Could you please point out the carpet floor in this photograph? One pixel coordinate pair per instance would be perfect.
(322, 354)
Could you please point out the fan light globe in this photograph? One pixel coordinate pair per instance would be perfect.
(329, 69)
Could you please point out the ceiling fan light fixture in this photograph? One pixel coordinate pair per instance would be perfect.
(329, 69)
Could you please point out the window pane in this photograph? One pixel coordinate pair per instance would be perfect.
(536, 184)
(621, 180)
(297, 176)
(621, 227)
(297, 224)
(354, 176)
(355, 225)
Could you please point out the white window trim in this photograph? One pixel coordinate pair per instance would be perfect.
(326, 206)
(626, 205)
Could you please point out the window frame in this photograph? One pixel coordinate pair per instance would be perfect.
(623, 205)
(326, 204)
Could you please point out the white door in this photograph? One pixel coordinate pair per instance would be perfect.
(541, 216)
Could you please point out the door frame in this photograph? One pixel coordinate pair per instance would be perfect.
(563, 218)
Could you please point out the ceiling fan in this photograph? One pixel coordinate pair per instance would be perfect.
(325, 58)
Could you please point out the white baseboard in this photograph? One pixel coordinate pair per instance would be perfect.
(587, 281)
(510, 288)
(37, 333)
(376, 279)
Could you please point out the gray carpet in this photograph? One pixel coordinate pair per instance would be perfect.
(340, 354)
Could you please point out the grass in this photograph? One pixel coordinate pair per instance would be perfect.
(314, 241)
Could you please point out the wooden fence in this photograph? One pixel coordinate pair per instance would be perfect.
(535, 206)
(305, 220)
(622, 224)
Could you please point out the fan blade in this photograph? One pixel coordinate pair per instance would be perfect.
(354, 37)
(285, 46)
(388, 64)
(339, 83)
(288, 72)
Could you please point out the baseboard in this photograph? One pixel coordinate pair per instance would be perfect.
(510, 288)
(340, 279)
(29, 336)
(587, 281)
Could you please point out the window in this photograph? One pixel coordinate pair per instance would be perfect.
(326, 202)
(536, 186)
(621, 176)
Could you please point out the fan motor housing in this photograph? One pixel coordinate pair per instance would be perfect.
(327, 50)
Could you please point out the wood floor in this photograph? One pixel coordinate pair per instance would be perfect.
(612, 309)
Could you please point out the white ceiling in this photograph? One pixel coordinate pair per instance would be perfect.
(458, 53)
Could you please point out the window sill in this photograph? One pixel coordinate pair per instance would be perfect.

**Description of the task**
Copy every row above word for word, keeping the same order and making no changes.

**Response below**
Could you please point out the carpet floor in this photograph? One pixel coordinate pair per instance would be perfect.
(322, 354)
Could you please point out the fan light globe in this photograph? One pixel coordinate pair per instance would be perfect.
(329, 69)
Could you please point out the ceiling fan light fixture in this photograph? One pixel coordinate pair per instance would be perfect.
(329, 69)
Could you please point out the window pane in this photograph? One pixel coordinate pair per instance would be perfect.
(536, 184)
(621, 180)
(297, 176)
(621, 227)
(297, 224)
(354, 176)
(355, 225)
Could you please point out the white window trim in this photograph? One pixel coordinate pair per instance would be perfect.
(326, 206)
(626, 205)
Could you please point out the window frame in this photograph? One pixel coordinate pair per instance would be perfect.
(623, 205)
(326, 204)
Could you please point out the white door in this photograph? One pixel coordinate pair per instance would be perfect.
(541, 216)
Could you please point out the door frame in this photograph? One pixel coordinate pair per instance would be perfect.
(563, 218)
Could you please point out the ceiling fan in this photograph? One pixel coordinate pair per instance would be perfect.
(325, 58)
Could you please point out the white baseboard in this photograph? One pixel coordinate pair per instance would be perfect.
(587, 281)
(510, 288)
(37, 333)
(376, 279)
Could you please point out the gray carpet in this photograph? One pixel coordinate pair per instance would be perfect.
(340, 354)
Could you please point out the grass in this photograph? One pixel coordinate pair per instance would be perfect.
(314, 241)
Could you please point out the wooden fence in this photograph? One pixel coordinate pair per instance would be perfect.
(535, 206)
(305, 220)
(622, 224)
Could you please point out the fan blade in this photograph? One pixel coordinate pair per instance would be perfect.
(354, 37)
(285, 46)
(388, 64)
(339, 83)
(288, 72)
Could you please point out the baseboard in this photograph? One pixel coordinate pair per instance would be perfect.
(510, 288)
(340, 279)
(29, 336)
(587, 281)
Could you please point out the window in this photograph? One pixel coordinate pair per instance would be perfect.
(326, 202)
(536, 186)
(621, 176)
Could you please point out the fan motor housing in this photograph? One pixel coordinate pair per instance would be perfect.
(327, 50)
Could you please point out the wood floor in this photograph? One pixel coordinate pair per instance would be perfect.
(612, 309)
Could you please point out the white ceiling in this photograph? One pixel coordinate pair per instance would be perfect.
(458, 53)
Could you please point out the window sill in this photograph? One pixel coordinate pair per instance would be perfect.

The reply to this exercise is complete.